** Data extracts follows **
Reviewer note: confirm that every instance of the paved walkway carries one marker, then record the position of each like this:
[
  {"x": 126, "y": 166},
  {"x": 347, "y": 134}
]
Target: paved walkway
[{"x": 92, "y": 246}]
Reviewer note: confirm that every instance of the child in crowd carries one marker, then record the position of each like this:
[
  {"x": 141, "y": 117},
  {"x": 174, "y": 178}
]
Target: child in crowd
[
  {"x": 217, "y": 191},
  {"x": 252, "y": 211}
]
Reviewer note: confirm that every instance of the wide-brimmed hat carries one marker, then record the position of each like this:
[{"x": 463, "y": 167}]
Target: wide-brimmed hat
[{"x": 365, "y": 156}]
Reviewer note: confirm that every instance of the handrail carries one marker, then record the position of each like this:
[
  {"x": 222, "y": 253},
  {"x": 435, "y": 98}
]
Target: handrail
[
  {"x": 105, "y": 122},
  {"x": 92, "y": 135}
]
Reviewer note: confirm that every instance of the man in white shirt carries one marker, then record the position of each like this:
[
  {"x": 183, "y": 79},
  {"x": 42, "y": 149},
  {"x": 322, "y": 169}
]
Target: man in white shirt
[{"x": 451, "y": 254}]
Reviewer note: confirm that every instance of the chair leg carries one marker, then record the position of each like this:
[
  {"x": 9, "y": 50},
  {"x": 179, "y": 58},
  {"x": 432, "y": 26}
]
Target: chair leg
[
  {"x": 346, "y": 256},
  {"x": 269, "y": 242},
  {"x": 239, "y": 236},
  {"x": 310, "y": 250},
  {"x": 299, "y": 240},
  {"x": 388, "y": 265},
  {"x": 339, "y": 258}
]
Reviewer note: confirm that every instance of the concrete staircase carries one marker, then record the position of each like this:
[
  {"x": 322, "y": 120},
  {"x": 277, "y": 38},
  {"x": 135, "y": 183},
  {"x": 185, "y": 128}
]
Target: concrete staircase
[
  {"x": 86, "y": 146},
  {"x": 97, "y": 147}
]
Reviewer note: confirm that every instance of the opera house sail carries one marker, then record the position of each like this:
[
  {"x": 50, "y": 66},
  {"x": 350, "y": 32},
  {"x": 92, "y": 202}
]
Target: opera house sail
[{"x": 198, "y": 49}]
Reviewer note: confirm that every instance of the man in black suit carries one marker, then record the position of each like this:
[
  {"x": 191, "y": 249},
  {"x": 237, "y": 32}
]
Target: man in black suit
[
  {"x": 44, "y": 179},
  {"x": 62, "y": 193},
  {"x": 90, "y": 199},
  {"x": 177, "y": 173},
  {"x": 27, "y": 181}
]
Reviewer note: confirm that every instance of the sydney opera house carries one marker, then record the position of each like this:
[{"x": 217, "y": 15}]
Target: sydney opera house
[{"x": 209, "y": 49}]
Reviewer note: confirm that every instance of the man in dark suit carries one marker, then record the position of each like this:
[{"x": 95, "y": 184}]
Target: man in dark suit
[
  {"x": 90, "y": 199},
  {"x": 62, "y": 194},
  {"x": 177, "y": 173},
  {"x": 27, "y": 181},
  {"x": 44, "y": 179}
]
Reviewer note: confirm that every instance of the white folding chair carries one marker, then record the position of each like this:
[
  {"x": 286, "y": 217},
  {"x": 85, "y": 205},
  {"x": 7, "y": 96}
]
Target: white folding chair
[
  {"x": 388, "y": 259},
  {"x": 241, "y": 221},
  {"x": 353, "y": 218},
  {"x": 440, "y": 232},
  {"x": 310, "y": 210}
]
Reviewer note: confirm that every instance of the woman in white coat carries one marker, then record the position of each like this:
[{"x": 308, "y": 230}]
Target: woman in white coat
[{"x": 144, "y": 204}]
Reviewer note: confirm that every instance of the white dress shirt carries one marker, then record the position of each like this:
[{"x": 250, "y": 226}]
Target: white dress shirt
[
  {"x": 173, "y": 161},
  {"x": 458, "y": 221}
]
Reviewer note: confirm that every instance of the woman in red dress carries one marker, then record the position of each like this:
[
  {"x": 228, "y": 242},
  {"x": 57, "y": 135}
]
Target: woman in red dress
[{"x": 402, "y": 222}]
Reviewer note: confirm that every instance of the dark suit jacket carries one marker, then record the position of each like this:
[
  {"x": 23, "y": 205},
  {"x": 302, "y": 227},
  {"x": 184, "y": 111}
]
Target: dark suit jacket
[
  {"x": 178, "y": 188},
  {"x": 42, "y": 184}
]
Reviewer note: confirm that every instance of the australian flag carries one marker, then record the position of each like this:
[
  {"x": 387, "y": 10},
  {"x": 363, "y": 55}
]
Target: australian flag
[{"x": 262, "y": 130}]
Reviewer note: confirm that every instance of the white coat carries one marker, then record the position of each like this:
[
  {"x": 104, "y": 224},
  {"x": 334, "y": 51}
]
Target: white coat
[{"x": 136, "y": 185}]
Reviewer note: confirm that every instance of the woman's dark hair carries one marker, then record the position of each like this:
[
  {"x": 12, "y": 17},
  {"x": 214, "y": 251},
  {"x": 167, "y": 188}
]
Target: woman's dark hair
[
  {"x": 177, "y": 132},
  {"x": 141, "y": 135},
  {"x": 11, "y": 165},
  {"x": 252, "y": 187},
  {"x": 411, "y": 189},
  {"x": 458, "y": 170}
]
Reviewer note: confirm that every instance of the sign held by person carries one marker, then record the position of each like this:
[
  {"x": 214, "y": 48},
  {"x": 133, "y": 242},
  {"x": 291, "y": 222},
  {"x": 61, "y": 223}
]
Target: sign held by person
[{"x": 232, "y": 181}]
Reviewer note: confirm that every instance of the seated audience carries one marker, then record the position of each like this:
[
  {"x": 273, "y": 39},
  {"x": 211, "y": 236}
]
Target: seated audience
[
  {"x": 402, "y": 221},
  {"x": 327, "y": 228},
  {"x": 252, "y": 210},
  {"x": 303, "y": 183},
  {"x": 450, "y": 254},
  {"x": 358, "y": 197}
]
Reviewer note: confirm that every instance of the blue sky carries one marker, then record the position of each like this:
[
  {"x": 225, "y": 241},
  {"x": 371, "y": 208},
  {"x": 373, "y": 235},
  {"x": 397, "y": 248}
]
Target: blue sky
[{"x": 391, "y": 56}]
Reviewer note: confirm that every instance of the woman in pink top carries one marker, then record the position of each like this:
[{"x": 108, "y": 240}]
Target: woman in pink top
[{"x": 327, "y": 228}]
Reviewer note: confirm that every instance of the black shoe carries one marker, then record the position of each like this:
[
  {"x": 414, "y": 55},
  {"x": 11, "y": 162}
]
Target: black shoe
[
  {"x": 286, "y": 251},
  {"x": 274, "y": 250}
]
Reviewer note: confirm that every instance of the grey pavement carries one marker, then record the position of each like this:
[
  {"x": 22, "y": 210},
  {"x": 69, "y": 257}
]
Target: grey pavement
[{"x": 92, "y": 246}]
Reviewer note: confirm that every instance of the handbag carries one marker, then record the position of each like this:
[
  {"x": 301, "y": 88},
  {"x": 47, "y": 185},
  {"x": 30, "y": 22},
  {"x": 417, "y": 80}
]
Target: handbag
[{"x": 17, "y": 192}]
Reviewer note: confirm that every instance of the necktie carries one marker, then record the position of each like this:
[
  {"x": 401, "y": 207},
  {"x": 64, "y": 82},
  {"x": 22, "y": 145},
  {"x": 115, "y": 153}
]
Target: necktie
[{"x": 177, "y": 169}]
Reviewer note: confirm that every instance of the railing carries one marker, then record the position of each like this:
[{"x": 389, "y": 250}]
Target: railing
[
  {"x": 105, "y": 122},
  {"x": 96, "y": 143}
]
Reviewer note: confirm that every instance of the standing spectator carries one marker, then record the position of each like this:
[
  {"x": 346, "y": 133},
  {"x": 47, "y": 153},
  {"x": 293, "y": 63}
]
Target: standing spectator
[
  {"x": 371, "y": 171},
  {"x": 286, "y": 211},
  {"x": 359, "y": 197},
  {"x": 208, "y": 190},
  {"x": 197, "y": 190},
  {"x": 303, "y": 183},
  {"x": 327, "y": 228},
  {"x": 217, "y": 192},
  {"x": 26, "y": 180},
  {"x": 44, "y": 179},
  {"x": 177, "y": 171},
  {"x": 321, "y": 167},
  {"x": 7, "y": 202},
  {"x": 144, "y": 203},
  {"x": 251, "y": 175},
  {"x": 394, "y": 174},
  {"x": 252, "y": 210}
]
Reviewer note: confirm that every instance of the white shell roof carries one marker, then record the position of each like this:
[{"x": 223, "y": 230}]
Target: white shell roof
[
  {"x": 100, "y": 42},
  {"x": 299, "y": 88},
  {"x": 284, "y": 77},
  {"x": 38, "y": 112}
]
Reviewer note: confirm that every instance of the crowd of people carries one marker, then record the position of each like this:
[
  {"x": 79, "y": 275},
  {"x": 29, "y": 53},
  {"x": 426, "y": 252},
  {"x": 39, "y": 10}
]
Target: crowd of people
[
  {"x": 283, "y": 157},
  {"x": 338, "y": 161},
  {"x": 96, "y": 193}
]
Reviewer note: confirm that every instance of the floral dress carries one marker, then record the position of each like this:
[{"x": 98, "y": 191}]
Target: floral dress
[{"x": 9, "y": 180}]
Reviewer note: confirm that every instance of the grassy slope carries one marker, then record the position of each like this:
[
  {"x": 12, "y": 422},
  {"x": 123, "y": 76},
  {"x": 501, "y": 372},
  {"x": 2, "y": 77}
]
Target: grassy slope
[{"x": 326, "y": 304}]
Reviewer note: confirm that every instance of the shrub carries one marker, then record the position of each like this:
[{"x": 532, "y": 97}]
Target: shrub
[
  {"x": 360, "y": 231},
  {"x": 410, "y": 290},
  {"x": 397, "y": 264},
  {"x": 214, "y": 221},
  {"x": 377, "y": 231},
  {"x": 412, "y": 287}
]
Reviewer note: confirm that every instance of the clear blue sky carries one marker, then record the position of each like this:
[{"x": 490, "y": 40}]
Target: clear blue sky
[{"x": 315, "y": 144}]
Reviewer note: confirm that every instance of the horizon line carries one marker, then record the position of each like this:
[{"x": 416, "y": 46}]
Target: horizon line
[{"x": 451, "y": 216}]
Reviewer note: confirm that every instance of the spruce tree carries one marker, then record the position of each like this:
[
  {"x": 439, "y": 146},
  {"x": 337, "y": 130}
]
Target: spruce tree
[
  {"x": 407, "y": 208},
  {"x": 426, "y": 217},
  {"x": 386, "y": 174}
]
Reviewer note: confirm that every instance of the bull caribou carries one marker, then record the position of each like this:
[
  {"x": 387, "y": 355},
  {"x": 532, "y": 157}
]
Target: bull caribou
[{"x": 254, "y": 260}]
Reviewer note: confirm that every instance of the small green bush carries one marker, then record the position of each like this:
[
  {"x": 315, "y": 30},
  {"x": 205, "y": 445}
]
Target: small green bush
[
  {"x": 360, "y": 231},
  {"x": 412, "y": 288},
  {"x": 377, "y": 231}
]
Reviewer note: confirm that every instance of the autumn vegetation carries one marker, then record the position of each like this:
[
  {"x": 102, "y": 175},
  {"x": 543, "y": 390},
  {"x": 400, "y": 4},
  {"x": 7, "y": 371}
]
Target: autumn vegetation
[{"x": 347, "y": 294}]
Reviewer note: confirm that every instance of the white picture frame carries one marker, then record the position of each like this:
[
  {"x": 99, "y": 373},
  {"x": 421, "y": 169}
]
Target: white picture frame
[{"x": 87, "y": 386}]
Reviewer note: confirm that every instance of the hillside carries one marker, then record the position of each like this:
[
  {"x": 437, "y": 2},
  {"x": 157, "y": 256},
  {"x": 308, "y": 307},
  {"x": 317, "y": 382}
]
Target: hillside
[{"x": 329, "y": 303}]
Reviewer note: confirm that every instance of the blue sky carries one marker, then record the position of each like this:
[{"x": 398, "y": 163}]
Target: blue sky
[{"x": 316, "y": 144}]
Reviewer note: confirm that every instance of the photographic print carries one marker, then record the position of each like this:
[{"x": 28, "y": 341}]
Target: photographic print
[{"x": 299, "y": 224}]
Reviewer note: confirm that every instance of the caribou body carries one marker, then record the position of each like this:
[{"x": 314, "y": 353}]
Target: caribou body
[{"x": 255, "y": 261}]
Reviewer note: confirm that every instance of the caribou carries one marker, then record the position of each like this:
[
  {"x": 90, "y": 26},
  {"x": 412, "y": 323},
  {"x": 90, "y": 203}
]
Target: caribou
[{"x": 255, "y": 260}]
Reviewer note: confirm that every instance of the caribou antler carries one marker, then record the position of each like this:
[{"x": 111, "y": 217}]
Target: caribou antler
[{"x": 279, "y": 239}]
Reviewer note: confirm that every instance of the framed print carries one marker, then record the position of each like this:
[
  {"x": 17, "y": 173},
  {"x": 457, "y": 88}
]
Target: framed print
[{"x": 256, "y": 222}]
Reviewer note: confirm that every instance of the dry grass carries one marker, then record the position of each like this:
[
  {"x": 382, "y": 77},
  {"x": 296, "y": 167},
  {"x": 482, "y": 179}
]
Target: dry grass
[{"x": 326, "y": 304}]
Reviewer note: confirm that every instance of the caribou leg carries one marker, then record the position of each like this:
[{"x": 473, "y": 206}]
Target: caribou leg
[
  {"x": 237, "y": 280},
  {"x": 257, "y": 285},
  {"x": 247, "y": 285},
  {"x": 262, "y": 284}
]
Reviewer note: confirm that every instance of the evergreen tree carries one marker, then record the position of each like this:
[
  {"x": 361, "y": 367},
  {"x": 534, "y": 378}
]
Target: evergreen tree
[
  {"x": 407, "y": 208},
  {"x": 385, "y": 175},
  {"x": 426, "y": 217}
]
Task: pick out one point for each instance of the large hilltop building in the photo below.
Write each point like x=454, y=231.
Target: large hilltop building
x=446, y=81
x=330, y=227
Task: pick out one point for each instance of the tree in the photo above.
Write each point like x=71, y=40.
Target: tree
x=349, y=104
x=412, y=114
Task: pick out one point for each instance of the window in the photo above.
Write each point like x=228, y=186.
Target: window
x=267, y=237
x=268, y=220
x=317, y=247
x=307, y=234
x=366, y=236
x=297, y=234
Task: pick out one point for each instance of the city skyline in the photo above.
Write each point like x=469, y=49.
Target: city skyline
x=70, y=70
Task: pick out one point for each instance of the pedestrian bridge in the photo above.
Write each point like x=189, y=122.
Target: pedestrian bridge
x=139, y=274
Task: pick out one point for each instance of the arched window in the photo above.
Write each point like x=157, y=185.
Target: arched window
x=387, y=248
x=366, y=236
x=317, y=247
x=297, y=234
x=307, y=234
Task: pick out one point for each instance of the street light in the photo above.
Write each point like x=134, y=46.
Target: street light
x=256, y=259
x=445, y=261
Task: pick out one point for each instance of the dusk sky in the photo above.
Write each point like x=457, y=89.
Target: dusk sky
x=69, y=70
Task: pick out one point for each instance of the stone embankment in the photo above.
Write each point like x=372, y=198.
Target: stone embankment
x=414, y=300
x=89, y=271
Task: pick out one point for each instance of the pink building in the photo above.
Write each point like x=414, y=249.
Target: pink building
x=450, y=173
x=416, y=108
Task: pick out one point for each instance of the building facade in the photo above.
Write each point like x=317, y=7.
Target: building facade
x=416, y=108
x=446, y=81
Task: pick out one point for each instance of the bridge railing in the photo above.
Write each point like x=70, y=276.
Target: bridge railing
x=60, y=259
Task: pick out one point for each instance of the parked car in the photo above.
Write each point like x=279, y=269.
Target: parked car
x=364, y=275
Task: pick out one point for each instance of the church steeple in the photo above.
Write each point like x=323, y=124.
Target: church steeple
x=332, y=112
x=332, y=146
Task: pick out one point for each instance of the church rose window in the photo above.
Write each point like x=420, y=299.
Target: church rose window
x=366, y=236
** End of Data extracts **
What needs to be done:
Only the lines above starting with the one with "Write each point like x=189, y=122." and going through the one with "Task: pick out one point for each instance of the stone" are to be copied, word for word and with both ends kept.

Response to the task:
Write each point like x=189, y=122.
Target: pedestrian bridge
x=139, y=274
Task: pick out one point for each instance of the arched window in the photo above.
Write each point like x=157, y=185.
Target: arched window
x=387, y=248
x=366, y=236
x=317, y=247
x=297, y=234
x=307, y=234
Task: pick out one point for each instance of the street light in the photo above.
Write each point like x=134, y=46.
Target: street light
x=256, y=259
x=445, y=261
Task: pick out one point for each instance of the dusk sky in the photo above.
Write each point like x=457, y=89.
Target: dusk sky
x=69, y=70
Task: pick out one point for each instance of the stone embankment in the photo above.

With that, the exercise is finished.